* [WHAT YOU WILL DO]: Gather every line below that contains the word "above", and copy each such line in full.

* [SUPPLIED MATERIAL]:
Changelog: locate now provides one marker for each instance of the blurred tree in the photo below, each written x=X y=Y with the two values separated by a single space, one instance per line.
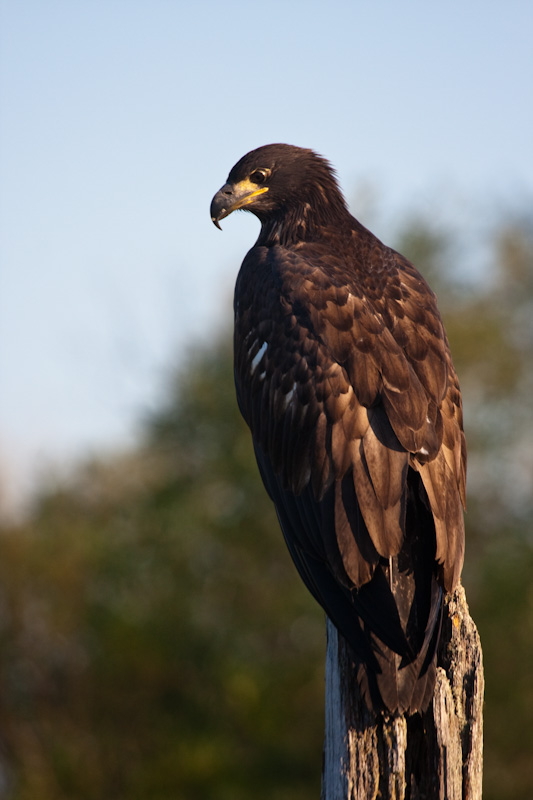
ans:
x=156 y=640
* * *
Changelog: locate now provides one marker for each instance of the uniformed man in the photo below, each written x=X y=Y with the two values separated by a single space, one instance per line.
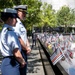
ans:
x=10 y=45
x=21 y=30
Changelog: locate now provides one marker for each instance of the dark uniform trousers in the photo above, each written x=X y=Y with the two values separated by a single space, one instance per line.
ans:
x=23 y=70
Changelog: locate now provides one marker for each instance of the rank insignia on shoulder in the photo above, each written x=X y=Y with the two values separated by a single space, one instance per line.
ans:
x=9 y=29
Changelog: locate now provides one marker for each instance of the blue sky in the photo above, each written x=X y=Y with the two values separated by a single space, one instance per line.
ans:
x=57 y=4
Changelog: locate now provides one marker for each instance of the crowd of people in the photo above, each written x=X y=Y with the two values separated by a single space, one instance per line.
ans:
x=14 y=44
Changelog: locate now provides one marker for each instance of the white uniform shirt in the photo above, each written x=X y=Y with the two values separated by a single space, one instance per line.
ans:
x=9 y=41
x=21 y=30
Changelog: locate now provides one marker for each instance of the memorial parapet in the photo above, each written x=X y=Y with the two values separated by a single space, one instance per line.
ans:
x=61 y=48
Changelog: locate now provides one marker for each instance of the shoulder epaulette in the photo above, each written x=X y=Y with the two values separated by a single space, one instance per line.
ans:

* [TASK RESULT]:
Changelog: locate now provides one marker for each instance of the dark uniform trousers in the photo above, each written x=X y=Y with the two values separated by a single space, one instance per line.
Changelog: locate now provides one marker for each instance of the rank insignia on shoulder in the photo above, each written x=X y=Y with the two values separated by a single space, one instance per line.
Changelog: locate now provides one marker for each instance of the blue sky in the photo above, each written x=X y=Y with the two values separated by a single space, one instance per line.
Changelog: locate now provides one marker for each instance of the crowd of people in the photo above, each written x=X y=Y with the two values separated by a single space, one instance per line.
Changelog: locate now provides one marker for each instance of the white uniform shirt in the photo above, each written x=X y=Y with the two values separated by a single space, one instance per line.
Changelog: locate now provides one marker for each instance of the memorial parapet in the photo above, each written x=X y=Y with the two values separated by a single space, one instance per line.
Changelog: locate now provides one marker for each instance of the shoulder epaulette in the photo above, each written x=X y=Y with the two values separated by a single space, one instance per line.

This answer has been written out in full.